### PROVIDED RECORDS
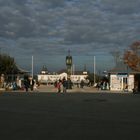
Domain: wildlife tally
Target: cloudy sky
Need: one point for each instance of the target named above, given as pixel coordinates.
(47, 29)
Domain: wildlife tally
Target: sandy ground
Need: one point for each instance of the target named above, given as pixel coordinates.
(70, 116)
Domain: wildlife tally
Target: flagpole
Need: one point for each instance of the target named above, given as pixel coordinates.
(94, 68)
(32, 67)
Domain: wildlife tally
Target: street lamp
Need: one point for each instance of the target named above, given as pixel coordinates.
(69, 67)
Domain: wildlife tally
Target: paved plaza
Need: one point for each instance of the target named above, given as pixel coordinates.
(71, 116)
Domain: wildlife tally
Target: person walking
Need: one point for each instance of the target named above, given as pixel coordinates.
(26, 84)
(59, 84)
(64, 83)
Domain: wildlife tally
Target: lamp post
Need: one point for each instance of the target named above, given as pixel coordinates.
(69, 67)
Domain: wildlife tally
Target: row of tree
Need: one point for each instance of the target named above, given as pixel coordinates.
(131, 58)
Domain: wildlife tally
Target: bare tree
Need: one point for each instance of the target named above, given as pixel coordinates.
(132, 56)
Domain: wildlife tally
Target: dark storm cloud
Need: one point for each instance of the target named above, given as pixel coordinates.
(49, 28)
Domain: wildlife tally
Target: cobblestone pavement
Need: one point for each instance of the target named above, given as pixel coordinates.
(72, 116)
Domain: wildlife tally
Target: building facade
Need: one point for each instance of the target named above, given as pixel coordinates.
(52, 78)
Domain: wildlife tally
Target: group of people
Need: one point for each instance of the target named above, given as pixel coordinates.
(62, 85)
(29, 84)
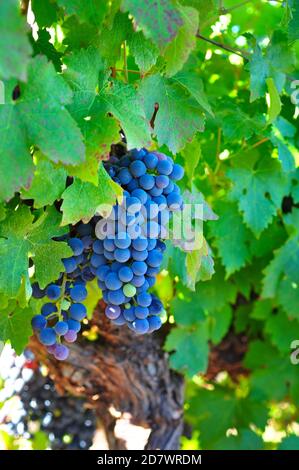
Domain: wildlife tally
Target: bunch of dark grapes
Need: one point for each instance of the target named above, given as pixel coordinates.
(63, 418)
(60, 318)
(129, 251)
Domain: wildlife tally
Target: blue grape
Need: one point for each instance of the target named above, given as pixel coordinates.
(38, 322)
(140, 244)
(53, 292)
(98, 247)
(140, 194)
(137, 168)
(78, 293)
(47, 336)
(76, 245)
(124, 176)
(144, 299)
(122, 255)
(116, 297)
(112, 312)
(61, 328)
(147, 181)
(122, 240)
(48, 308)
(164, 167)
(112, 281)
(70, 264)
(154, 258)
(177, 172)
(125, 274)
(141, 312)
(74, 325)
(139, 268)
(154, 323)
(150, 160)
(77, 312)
* * *
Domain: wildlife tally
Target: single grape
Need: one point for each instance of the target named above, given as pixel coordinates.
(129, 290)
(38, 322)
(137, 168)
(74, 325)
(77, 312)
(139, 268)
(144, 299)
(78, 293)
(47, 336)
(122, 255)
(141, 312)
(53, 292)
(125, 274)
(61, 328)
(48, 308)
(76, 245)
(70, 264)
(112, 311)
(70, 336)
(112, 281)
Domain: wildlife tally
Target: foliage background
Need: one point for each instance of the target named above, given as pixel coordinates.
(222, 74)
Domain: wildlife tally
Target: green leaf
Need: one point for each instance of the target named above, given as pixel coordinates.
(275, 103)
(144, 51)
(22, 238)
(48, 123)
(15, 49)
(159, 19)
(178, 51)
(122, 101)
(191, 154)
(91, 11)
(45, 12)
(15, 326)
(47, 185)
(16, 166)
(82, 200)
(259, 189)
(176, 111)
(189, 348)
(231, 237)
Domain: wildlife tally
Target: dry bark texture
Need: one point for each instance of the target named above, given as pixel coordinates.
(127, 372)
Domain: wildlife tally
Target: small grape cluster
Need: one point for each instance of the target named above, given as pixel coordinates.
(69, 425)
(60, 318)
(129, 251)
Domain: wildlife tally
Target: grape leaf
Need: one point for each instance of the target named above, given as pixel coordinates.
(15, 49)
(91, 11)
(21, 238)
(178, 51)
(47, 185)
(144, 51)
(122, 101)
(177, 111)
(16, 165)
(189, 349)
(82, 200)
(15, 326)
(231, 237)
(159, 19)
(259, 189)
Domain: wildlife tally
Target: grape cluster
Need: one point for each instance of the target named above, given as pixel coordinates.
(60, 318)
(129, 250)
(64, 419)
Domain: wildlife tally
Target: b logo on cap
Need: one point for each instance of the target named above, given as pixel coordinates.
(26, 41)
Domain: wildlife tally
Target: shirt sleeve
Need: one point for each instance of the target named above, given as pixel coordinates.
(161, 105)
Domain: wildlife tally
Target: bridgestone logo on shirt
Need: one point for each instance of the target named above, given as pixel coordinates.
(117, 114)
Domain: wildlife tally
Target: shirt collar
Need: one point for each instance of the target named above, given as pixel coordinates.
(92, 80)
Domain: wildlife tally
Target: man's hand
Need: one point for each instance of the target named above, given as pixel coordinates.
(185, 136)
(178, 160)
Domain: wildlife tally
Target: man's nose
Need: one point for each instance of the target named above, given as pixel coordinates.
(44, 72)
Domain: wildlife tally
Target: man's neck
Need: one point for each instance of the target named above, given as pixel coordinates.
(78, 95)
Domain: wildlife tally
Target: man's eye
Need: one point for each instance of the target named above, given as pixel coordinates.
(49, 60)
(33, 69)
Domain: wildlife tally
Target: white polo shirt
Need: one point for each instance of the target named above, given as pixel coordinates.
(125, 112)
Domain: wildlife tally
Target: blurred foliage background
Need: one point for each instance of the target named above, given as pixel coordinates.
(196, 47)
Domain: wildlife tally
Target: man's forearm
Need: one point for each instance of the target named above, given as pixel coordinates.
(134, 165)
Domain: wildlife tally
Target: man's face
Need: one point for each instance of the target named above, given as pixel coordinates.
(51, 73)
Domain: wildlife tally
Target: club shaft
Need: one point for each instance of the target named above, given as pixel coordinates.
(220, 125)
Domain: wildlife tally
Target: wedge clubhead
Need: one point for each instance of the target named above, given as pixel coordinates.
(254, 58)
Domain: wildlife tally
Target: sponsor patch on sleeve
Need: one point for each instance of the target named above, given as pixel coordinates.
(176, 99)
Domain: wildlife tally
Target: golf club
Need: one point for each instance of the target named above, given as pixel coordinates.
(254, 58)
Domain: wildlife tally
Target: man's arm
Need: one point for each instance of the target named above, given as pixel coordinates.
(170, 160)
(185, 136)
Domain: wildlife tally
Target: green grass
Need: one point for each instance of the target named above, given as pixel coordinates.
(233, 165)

### GOAL
Which lines in the data above contain the word "foliage"? Pick out and copy each one.

### EXERCISE RESPONSE
Target: foliage background
Target: blurred foliage background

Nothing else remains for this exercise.